*Goal of the exercise*
The required result is the number of lines in this material containing the word "target". Write that number and no other text.

*** Data provided Section Begins ***

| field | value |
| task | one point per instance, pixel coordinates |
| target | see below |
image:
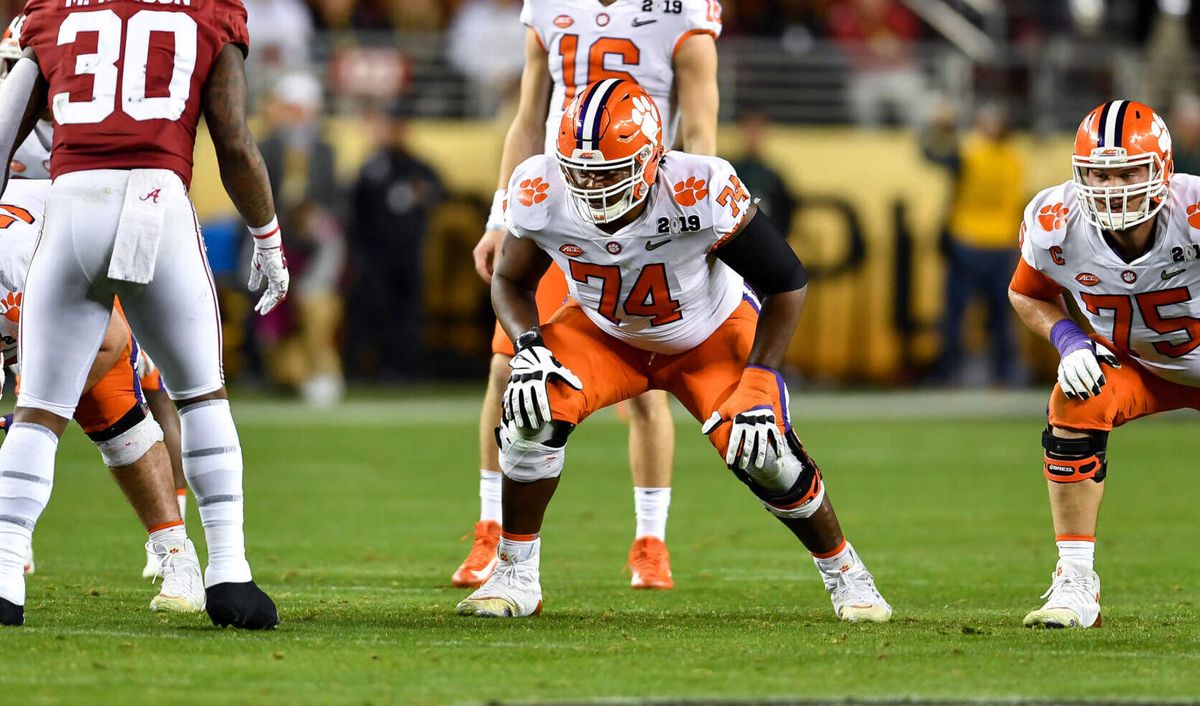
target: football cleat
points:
(183, 584)
(649, 564)
(241, 605)
(480, 561)
(852, 591)
(513, 591)
(1073, 600)
(11, 614)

*** Data provided Section Ends ***

*Written response*
2